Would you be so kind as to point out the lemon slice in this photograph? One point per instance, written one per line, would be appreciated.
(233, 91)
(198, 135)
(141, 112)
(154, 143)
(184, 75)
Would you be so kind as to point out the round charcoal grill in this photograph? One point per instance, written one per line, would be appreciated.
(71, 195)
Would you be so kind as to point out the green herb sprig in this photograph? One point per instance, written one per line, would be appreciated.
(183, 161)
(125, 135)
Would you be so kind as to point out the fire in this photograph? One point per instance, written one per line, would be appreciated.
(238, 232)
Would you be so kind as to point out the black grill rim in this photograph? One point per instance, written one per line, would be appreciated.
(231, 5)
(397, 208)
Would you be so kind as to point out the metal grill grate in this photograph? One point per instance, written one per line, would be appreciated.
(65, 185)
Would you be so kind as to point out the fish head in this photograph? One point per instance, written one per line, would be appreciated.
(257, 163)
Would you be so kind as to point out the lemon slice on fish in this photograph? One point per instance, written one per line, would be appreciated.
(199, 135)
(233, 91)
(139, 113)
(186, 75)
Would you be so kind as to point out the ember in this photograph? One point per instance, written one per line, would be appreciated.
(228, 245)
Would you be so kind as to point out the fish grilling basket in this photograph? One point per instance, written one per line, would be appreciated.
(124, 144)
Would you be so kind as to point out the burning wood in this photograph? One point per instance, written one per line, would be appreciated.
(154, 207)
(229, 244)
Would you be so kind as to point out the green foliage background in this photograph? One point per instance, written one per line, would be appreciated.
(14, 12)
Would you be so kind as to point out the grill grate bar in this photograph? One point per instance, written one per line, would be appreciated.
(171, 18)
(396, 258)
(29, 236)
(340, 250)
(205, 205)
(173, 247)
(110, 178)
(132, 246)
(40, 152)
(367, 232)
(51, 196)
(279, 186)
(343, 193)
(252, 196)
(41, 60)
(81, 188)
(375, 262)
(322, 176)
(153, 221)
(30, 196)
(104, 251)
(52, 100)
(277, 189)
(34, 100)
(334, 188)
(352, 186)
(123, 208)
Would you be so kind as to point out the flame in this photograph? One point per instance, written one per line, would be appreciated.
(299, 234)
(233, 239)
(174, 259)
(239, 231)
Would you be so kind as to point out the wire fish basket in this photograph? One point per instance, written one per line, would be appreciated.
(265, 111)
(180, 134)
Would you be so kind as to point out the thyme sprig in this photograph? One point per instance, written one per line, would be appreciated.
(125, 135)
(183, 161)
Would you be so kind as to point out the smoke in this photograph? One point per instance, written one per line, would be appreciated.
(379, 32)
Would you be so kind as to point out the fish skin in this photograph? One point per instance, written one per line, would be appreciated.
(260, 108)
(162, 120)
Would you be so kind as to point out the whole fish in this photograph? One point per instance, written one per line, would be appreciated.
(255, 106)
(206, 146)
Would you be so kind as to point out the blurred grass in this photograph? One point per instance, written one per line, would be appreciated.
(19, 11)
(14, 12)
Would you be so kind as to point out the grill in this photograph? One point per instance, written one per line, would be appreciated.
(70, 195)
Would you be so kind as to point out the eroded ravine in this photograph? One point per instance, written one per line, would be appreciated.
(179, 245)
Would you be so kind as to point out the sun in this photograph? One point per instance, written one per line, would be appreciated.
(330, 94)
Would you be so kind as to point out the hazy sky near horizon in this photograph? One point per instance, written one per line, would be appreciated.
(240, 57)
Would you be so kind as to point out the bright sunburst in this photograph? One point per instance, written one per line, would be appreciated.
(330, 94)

(Required work): Could you convert every line of the records above into a Markdown table with two columns, Row and Line, numbering each row and leaving out any blank lines?

(Response below):
| Row | Line |
|---|---|
| 1 | Would you be so kind as to point out the lemon slice in this photograph? One point per instance, written one per line, would be appreciated. |
| 2 | (233, 91) |
| 3 | (198, 135) |
| 4 | (141, 112) |
| 5 | (154, 143) |
| 6 | (184, 75) |
| 7 | Would you be so kind as to point out the round charcoal grill in this photograph? One point per instance, written one per line, would be appreciated. |
| 8 | (71, 195) |
| 9 | Would you be so kind as to point out the green herb sprig in this photograph? One point per instance, written one per line, would be appreciated. |
| 10 | (183, 161) |
| 11 | (125, 135) |
| 12 | Would you be so kind as to point out the fire in this photograph? One point per instance, written one per line, would be appreciated. |
| 13 | (238, 232) |
| 14 | Would you be so kind as to point out the black grill rim in this photograph? One point per instance, written one per line, would be appreciated. |
| 15 | (231, 5) |
| 16 | (397, 208) |
| 17 | Would you be so kind as to point out the metal grill grate in this photograph? One point per instance, written one per line, would be appreciated. |
| 18 | (65, 185) |
| 19 | Would you be so kind as to point out the fish head in this photograph? One point per instance, written one per line, would be appreciated. |
| 20 | (257, 163) |
| 21 | Would you be so kind as to point out the lemon slice on fish in this photograph? One point per instance, written one per line, would be appreciated. |
| 22 | (199, 135) |
| 23 | (233, 91) |
| 24 | (139, 113) |
| 25 | (186, 75) |
| 26 | Would you be so kind as to point out the ember in this photograph? One point per instance, written one per line, would be appreciated. |
| 27 | (228, 245) |
| 28 | Would you be so kind as to point out the fish grilling basket in this photograph? One point per instance, written one per line, would be appreciated. |
| 29 | (124, 144) |
| 30 | Would you be so kind as to point out the burning wood in this photograph? One point per instance, written one per line, would be appreciated. |
| 31 | (154, 207) |
| 32 | (229, 244) |
| 33 | Would you be so kind as to point out the green foliage background in this photograph? One point per instance, written one per line, would be appreciated. |
| 34 | (14, 12) |
| 35 | Would you be so kind as to point out the grill grate bar in this photograph? One point per instance, written one per line, would be appreciated. |
| 36 | (171, 18) |
| 37 | (396, 258) |
| 38 | (29, 236) |
| 39 | (340, 250) |
| 40 | (205, 205) |
| 41 | (173, 247) |
| 42 | (110, 178) |
| 43 | (132, 246) |
| 44 | (40, 152) |
| 45 | (367, 232) |
| 46 | (51, 196) |
| 47 | (279, 186) |
| 48 | (343, 193) |
| 49 | (252, 196) |
| 50 | (41, 60) |
| 51 | (81, 188) |
| 52 | (375, 262) |
| 53 | (322, 176) |
| 54 | (153, 221) |
| 55 | (30, 196) |
| 56 | (104, 251) |
| 57 | (52, 100) |
| 58 | (277, 189) |
| 59 | (34, 100) |
| 60 | (334, 188) |
| 61 | (352, 186) |
| 62 | (123, 208) |
| 63 | Would you be so kind as to point out the flame in this photograph? One point per instance, written one per line, would be appreciated. |
| 64 | (299, 234) |
| 65 | (233, 239) |
| 66 | (174, 259) |
| 67 | (239, 231) |
| 68 | Would you be so kind as to point out the wire fish basket in this photograph? One point per instance, written one per line, would be appreciated. |
| 69 | (265, 111) |
| 70 | (180, 134) |
| 71 | Would you be so kind as to point out the thyme sprig in this photograph? One point per instance, written one per line, would be appreciated. |
| 72 | (125, 135) |
| 73 | (183, 161) |
| 74 | Would you be so kind as to point out the smoke in this photograph? One point per instance, written one per line, would be appreciated. |
| 75 | (379, 32) |
| 76 | Would you be so kind as to point out the fish skin in this photograph? One point per instance, written one per line, would be appreciated. |
| 77 | (260, 108) |
| 78 | (162, 120) |
| 79 | Would you be so kind as to point out the whole fish in this photograph? One point per instance, written one per line, would be appreciated. |
| 80 | (255, 106) |
| 81 | (206, 146) |
| 82 | Would you be so kind as to point out the blurred grass in this photograph? One point per instance, written one per line, would be appreciated. |
| 83 | (19, 11) |
| 84 | (14, 12) |
| 85 | Would you be so kind as to point out the grill in this photograph? One point per instance, written one per line, would be appreciated. |
| 86 | (70, 195) |
| 87 | Would you be so kind as to point out the eroded ravine in this photograph? One point per instance, written one per line, would be appreciated. |
| 88 | (179, 245) |
| 89 | Would you be so kind as to point out the sun in this photograph? One point per instance, written one per line, would be appreciated. |
| 90 | (330, 94) |
| 91 | Would you be so kind as to point out the hazy sky near horizon in this photograph? One point per instance, written one per line, would be appreciated. |
| 92 | (240, 57) |
| 93 | Would you be so kind as to point out the bright sunburst in this photograph? One point per instance, written one per line, would be appreciated. |
| 94 | (330, 94) |